■ **What this task involves**:
Set out exactly, line by line, the stretch of data below that begins at the line containing "Target: person in blue shirt" and ends at the line containing "Tag the wallaby nose", with both ends kept.

──────── Source information ────────

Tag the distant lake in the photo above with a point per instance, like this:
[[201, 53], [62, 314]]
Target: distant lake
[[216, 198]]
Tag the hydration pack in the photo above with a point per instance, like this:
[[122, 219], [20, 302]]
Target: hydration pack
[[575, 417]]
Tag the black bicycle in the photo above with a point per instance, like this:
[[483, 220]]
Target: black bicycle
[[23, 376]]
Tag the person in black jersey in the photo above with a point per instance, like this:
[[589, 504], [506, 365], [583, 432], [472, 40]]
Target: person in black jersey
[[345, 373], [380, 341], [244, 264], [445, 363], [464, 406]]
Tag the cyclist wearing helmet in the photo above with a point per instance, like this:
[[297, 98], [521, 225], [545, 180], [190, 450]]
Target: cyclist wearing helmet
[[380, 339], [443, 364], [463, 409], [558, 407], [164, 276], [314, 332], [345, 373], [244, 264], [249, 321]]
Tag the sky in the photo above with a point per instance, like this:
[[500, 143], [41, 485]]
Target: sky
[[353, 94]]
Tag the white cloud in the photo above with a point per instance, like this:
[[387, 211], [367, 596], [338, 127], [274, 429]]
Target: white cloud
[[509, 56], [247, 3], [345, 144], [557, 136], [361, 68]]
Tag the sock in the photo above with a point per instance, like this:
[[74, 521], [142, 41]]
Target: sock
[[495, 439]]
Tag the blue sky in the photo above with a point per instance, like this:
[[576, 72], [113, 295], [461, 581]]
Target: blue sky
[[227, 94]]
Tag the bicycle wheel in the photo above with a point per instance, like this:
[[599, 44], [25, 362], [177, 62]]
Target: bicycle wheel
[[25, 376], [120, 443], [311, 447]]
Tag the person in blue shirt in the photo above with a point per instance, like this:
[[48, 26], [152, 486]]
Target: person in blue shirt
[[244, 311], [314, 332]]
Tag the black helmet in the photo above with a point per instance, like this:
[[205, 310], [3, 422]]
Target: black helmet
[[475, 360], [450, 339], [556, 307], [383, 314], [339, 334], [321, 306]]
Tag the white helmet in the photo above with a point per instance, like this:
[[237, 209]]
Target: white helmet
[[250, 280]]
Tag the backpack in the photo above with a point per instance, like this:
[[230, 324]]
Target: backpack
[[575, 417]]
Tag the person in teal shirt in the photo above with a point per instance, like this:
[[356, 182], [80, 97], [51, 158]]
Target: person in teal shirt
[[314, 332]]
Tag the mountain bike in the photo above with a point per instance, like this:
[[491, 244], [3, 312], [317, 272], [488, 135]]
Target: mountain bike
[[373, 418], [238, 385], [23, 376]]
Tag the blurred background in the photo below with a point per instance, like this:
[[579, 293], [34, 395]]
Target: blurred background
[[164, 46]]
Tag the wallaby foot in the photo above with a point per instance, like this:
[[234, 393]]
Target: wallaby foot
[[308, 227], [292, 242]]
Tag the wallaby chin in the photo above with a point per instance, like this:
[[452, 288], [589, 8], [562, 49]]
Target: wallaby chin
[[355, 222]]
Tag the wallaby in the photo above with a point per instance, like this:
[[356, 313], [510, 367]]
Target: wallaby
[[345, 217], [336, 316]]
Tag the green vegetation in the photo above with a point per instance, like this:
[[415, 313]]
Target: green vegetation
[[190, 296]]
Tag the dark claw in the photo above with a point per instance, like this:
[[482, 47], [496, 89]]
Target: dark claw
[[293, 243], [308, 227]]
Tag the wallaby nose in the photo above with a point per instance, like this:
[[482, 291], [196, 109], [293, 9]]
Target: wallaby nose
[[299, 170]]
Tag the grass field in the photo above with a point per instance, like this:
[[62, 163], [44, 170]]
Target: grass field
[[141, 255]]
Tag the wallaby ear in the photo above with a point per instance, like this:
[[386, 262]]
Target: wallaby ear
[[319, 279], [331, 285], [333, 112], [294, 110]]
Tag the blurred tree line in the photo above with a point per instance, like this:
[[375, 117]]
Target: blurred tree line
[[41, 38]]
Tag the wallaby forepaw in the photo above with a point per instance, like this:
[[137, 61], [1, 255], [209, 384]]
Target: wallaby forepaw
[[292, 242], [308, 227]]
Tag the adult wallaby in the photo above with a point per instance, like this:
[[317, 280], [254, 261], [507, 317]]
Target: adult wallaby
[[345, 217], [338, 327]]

────────
──────── Source information ────────

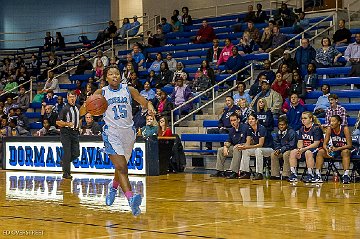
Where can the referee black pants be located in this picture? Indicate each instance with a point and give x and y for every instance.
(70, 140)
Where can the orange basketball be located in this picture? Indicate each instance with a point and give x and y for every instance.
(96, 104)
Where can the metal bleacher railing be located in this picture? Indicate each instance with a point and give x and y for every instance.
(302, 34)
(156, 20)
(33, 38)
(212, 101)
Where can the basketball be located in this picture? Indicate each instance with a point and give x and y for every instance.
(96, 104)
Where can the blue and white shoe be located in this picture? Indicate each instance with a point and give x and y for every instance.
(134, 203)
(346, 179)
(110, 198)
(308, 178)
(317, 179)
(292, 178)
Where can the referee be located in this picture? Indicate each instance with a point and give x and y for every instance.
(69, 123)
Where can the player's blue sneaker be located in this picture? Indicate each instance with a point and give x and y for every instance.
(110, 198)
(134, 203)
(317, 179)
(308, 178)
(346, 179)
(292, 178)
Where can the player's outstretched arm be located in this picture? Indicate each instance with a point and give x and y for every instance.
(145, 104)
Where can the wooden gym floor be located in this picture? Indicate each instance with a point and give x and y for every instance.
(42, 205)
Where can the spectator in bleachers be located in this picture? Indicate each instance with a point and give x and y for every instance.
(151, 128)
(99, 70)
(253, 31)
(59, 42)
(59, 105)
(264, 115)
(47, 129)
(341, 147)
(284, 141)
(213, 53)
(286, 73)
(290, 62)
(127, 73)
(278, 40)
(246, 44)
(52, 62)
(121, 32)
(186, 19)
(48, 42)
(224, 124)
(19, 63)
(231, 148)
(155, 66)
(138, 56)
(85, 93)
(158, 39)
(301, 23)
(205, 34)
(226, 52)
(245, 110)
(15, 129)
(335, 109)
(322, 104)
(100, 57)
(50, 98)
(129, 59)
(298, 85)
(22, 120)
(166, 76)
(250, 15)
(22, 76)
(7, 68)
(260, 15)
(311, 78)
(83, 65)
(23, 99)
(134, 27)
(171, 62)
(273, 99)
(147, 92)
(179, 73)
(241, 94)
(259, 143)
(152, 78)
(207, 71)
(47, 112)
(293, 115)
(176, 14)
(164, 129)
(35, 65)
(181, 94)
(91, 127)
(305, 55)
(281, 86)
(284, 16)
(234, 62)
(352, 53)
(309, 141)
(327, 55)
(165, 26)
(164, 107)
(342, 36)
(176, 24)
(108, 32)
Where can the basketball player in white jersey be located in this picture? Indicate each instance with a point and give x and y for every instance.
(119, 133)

────────
──────── Source information ────────

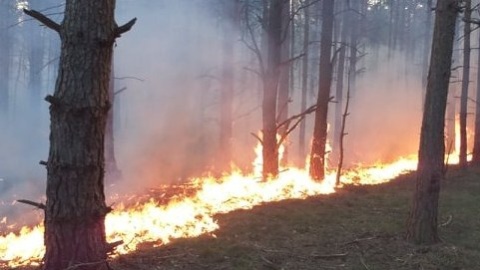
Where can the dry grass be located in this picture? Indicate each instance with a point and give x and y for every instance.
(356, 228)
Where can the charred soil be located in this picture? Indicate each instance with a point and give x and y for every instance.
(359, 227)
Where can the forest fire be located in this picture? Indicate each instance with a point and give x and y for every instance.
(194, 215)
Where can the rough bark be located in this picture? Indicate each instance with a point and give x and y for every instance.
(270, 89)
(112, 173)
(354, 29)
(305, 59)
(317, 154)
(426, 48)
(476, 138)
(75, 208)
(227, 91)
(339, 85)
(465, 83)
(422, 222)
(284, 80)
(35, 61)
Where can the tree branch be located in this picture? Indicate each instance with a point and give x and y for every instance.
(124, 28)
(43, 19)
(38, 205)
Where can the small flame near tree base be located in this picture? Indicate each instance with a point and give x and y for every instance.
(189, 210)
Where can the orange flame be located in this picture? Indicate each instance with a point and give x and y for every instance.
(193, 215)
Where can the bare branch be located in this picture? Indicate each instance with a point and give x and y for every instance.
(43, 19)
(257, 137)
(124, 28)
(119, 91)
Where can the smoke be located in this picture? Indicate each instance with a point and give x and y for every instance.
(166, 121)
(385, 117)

────────

■ **Your solution**:
Target: person in blue shirt
[[244, 311], [314, 332]]
Tag the black helmet in the photo above with a point per instance, like this:
[[205, 310], [3, 422]]
Target: black helmet
[[475, 360], [450, 339], [556, 307], [383, 314], [339, 334], [321, 306]]
Tag the white helmet in the photo above with a point per instance, like this:
[[237, 209]]
Target: white helmet
[[250, 280]]
Tag the backpack in the photo above with a point per instance, like this:
[[230, 324]]
Target: backpack
[[575, 417]]
Tag the person in teal shirt in the photo above with a point per instance, like this:
[[356, 182], [80, 97], [51, 158]]
Target: person in teal shirt
[[314, 332]]
Tag the mountain bike in the photo above with a point per instance, like this:
[[491, 244], [3, 312], [317, 272], [488, 135]]
Target: mountain bike
[[373, 418], [238, 385], [23, 376]]
Tag the blurred background in the photo below with a point per instance, like this:
[[579, 293], [34, 395]]
Target: blurred background
[[164, 46]]
Tag the wallaby foot in the photo above with a point per instance, like this:
[[234, 393]]
Target: wallaby foot
[[308, 227], [292, 242]]
Tag the wallaby chin in the photo above with a point per instance, like this:
[[452, 288], [589, 8], [562, 49]]
Target: wallaby chin
[[355, 222]]
Tag the wallaby in the photo above with a point per instance, like this:
[[356, 313], [510, 367]]
Target: wallaby
[[345, 217], [336, 316]]
Tag the green vegetation in the photo above with a point per instance, like this:
[[415, 313]]
Target: green vegetation
[[190, 296]]
Tag the dark claw in the photo above with a point per instance, like this:
[[482, 47], [496, 89]]
Target: dark claw
[[293, 243], [308, 227]]
Tag the wallaby nose in the photo above with a point per instance, like this:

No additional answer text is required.